**GIVEN REQUEST**
Could you proceed with the patch email on gimplification clearing, picking up right after its last line?

**DOCUMENT EXCERPT**
<<<<
On Thu, 12 Dec 2024, Jakub Jelinek wrote:

> Hi!
> 
> As we don't have a SRA fix for PR117971, I thought I'd try to improve
> it using an optimization during gimplification.
> This is about the tree-ssa/pr78687.C testcase, which is a variant with
> struct option_1
> {
>     void *a, *b, *c, *d, *e;
> };
>     
> struct option_2
> {
> };
> variants.  Since the PR116416 changes we clear the whole object,
> which is at least sizeof (size_t) + 5 * sizeof (void *) large, because
> there is a single byte (option_2) zero initialized (it uses option_2()
> rather than e.g. option_2{}), that causes categorize_ctor_elements
> to say that the whole CONSTRUCTOR is !complete_p and we clear everything,
> which kills SRA for some reason (I think SRA needs to be fixed in any case,
> because the clearing because of required clearing of padding bits will
> now be more common since the PR116416 changes).
> So, what I wanted to do is avoid clearing everything when we know only a
> single subobject is incomplete, in that case we can clear just that and not
> everything else.
> The patch works by extending categorize_ctor_elements to note the access
> path, vector of constructor_elt indexes (purposes) for the only incomplete
> subobject if the CONSTRUCTOR is !complete_p but everything except that
> subobject is complete.
> This is done by pushing there the complete access path on the first
> incomplete subobject encountered and truncating that access path later
> if we notice incomplete subobjects somewhere else.
> E.g. on C23:
> struct S { int a; };
> struct T { struct S b; int c; struct S d; };
> struct U { struct T e; int f; struct T g; };
> void f0 (struct U *);
> 
> void
> f1 (void)
> {
>   struct U u = { { {}, 1, {} }, 2, { {}, 3, {} } };
>   f0 (&u);
> }
> 
> void
> f2 (void)
> {
>   struct U u = { { { 1 }, 2, { 3 } }, 4, { { 5 }, 6, {} } };
>   f0 (&u);
> }
> 
> void
> f3 (void)
> {
>   struct U u = { { { }, 2, { } }, 4, { { 5 }, 6, { 7 } } };
>   f0 (&u);
> }
> the optimization doesn't change anything in f1 (there are multiple
> incomplete bits all over), changes
> -      u = {};
>        u.e.b.a = 1;
>        u.e.c = 2;
>        u.e.d.a = 3;
>        u.f = 4;
>        u.g.b.a = 5;
>        u.g.c = 6;
> +      u.g.d = {};
>        f0 (&u);
> in f2, only u.g.d is incomplete, and in f3
> -      u = {};
> +      u.e = {};
>        u.e.c = 2;
>        u.f = 4;
>        u.g.b.a = 5;
> ...
> (u.e has multiple incomplete subobjects, but nothing else does).
> Now, when looking at the tree-ssa/pr78687.C testcase, I've noticed
> that the expected
> -      D.10177 = {};
> +      D.10177._storage.D.9582.D.9163._tail.D.9221._tail.D.9280._head = {};
> change doesn't happen there (instead the clearing is dropped)
>>>>
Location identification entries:
<<<<
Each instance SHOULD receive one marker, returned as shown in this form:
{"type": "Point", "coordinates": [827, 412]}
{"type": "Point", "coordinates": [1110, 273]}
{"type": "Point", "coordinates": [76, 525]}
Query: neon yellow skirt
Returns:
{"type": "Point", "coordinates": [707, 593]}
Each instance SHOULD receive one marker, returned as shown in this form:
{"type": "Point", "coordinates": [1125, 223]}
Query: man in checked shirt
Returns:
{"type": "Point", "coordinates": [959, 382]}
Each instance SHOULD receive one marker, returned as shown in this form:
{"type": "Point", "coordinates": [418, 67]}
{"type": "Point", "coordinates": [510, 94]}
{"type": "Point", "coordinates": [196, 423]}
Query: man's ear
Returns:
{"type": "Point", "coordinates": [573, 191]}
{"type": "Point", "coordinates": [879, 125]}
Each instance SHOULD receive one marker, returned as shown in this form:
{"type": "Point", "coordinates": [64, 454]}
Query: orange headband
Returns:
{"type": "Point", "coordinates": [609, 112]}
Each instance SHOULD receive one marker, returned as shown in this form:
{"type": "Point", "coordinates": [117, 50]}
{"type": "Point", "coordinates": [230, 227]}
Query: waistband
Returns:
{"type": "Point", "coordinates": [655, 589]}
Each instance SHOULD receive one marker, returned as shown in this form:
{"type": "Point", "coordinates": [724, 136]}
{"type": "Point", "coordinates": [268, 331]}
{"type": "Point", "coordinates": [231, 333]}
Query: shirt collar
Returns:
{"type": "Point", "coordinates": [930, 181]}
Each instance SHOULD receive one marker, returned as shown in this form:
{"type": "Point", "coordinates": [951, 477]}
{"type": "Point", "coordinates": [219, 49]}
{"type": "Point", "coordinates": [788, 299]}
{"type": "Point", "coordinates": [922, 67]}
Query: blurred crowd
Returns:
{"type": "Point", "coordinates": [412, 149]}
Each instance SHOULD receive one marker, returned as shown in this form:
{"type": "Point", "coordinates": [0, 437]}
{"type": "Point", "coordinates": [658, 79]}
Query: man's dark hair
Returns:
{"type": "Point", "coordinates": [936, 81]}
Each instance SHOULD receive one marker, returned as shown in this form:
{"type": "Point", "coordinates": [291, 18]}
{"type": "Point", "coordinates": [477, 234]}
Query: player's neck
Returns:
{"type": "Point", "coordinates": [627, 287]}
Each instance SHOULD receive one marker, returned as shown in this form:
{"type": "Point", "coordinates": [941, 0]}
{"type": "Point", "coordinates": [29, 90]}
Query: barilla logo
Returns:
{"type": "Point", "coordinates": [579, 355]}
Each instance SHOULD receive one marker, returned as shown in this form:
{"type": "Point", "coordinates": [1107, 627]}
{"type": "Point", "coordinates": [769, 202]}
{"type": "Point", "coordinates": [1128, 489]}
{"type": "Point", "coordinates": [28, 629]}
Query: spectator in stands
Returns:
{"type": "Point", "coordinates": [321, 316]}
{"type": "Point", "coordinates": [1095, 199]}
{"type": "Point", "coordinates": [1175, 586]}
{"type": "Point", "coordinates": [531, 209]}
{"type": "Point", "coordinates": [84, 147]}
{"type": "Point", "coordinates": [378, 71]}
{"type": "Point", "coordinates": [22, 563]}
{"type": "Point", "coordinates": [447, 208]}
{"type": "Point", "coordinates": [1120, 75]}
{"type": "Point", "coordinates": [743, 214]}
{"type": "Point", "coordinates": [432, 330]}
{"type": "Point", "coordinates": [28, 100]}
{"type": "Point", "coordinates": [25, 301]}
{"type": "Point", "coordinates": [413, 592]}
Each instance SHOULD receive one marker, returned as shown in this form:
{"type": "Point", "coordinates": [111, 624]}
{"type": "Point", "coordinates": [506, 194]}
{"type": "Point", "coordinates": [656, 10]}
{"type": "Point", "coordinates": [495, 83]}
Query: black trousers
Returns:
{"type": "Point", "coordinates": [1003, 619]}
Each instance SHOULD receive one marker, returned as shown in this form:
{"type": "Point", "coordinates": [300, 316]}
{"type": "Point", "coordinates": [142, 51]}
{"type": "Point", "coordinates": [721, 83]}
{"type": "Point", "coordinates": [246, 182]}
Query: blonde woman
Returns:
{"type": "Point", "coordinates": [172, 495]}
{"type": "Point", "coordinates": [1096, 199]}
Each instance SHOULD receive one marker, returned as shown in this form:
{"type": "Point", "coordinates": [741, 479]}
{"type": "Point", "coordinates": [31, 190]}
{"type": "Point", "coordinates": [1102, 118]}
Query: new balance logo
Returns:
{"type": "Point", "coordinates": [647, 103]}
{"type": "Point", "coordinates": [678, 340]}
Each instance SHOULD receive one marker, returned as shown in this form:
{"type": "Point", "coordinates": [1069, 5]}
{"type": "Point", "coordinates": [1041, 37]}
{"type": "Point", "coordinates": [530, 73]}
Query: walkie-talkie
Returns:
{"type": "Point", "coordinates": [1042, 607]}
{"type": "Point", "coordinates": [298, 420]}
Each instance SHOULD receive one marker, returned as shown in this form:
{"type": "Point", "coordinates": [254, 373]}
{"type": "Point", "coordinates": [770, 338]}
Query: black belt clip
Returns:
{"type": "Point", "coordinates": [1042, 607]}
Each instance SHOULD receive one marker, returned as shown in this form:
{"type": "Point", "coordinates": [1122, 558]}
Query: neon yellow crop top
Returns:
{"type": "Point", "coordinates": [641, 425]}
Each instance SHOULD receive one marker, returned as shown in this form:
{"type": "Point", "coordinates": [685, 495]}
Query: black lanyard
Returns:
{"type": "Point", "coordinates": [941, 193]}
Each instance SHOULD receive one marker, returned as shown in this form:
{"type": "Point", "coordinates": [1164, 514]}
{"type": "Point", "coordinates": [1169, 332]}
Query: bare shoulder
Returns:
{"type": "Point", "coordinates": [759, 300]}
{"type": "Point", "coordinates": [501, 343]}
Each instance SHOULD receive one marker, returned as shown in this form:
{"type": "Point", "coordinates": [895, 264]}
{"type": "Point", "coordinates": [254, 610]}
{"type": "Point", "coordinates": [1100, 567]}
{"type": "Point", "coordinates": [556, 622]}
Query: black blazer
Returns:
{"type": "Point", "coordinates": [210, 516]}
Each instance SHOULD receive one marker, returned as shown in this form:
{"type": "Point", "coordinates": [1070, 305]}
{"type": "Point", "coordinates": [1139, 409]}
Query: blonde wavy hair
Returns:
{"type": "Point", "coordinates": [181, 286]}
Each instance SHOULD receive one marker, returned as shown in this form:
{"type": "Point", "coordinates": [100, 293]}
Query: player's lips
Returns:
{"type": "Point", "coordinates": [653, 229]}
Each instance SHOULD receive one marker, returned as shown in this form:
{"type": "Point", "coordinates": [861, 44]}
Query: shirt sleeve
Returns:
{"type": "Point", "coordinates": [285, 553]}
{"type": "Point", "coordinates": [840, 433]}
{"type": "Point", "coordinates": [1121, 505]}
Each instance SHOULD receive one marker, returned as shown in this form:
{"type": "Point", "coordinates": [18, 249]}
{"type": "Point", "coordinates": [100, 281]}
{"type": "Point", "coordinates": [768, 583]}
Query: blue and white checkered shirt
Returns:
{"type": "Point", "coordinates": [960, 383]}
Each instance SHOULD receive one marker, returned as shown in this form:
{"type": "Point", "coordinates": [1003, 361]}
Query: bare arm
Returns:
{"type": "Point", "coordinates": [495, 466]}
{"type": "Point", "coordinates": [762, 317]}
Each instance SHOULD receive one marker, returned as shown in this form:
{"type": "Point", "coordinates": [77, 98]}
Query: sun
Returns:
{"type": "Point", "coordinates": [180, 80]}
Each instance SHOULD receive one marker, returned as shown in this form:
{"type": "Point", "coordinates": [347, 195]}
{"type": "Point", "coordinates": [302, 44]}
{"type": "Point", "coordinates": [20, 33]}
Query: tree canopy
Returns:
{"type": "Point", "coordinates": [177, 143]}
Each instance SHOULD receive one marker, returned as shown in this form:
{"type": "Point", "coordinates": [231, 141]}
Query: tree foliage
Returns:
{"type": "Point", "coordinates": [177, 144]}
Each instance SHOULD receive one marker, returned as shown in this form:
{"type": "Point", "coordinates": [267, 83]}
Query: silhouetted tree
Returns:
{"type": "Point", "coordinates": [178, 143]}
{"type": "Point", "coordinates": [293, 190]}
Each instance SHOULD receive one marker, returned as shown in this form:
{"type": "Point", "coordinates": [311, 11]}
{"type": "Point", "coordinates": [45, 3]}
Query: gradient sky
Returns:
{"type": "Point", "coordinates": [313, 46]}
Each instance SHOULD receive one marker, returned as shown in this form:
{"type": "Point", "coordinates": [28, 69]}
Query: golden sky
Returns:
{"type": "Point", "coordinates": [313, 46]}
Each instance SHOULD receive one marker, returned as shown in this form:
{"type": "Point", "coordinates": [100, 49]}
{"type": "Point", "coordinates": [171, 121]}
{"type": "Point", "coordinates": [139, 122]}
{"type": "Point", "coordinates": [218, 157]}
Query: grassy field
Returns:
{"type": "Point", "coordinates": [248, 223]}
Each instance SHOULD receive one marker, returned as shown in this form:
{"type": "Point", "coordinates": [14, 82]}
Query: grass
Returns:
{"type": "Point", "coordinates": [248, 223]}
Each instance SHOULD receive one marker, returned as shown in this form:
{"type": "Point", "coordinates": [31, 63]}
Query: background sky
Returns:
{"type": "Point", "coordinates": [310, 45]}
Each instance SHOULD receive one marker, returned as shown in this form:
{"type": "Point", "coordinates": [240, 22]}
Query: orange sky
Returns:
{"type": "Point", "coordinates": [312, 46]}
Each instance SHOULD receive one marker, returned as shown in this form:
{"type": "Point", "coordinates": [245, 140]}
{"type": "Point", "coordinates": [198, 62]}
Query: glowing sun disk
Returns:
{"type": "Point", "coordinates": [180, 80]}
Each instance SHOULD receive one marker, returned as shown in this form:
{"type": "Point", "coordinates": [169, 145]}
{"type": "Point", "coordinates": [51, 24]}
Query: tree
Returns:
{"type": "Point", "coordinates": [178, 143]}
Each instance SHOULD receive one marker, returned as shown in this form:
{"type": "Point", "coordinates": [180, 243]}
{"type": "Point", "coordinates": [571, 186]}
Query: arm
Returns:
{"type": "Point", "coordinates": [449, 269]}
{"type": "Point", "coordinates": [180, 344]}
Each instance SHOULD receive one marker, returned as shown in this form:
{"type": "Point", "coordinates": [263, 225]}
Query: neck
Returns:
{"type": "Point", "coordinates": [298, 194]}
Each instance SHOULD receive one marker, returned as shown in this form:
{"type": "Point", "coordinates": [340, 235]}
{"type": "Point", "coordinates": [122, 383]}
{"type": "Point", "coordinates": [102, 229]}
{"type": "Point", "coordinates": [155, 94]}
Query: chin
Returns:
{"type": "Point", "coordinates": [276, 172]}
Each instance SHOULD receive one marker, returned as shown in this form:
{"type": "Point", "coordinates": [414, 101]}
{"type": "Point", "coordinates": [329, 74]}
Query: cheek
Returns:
>>>>
**TASK ANSWER**
> because gimplification optimizes it away,
> so I've filed PR118002 and worked on that and posted a patch for that.
> Now, unfortunately with the version of the patch posted without the
> cp-gimplify.cc hunk (which regressed empty1.C test) it is still removed,
> so I wonder if this optimization doesn't have to use some langhook where
> the C++ FE would tell that the store is to an empty base that the
> gimplification hook would optimize away and so needs to try an outer
> object.  Or if we need to somehow force the zero initializers in this
> case anyway somehow by skipping further gimplification on it or what.
> The thing is if the outer = {}; would be added (but that would need to
> be verified if it wouldn't be optimized away by cp_gimplify_expr somehow),
> that clears the whole thing, so just clearing some subobject of it should
> be still fine, it is necessarily before we actually store some other data
> members that might overlay those.
> 
> And another problem is that the patch regresses the
> tree-ssa/pr90883.C test, and in that case it actually makes the emitted
> code worse.  The testcase has a struct with char a[7]; int b;
> members with NSDMI, previously we cleared everything, because the a
> initializer was {} and thus "incomplete", even when the padding byte
> doesn't have to be cleared, but it actually results in
>         xorl    %eax, %eax
>         xorl    %edx, %edx
>       ret
> Now, with the patch we see that not the whole struct is incomplete
> with D.2618 = { {}, 0 }, just a, and so
> -      D.2618 = {};
> +      D.2618.a = {};
> +      D.2618.b = 0;
> (note, the D.2618.b part was omitted because of the clearing of the whole).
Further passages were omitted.